▸ **Instruction**: Copy the data word for word, from its start through the line containing "pixel 877 199". Leave the pictures out of your copy.

★ ★ ★ ★ ★

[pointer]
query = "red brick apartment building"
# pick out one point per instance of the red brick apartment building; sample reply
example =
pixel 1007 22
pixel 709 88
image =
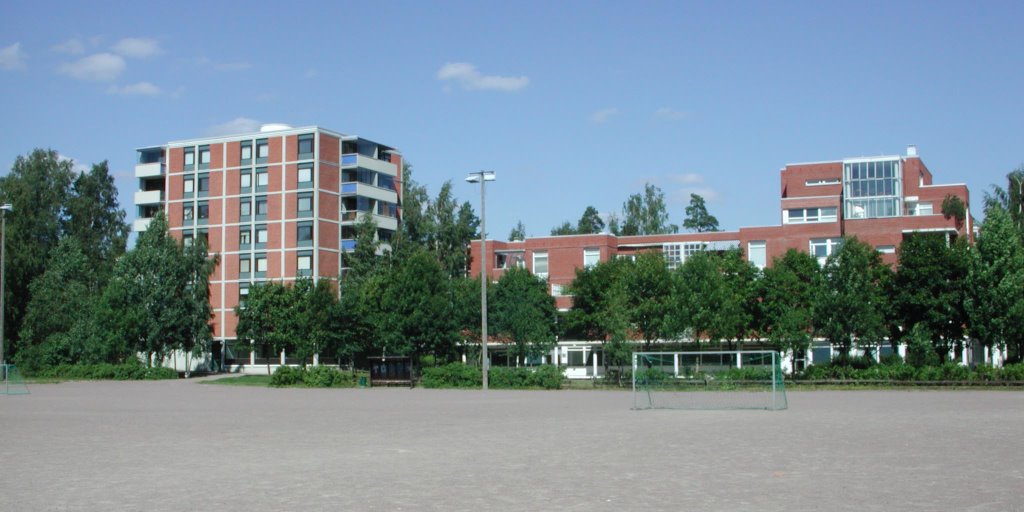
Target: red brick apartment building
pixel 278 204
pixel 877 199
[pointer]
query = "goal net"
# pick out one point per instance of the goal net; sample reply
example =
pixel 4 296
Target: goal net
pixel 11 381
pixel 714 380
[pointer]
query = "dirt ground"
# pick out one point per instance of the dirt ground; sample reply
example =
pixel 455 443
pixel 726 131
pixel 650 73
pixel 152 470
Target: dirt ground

★ ★ ★ ★ ★

▸ **Response below**:
[pointer]
query = "red brick apartment building"
# pick out one point per instance of the red brick apartment building; sample reply
example =
pixel 1007 22
pixel 709 88
image =
Target: red brick apartment building
pixel 278 204
pixel 877 199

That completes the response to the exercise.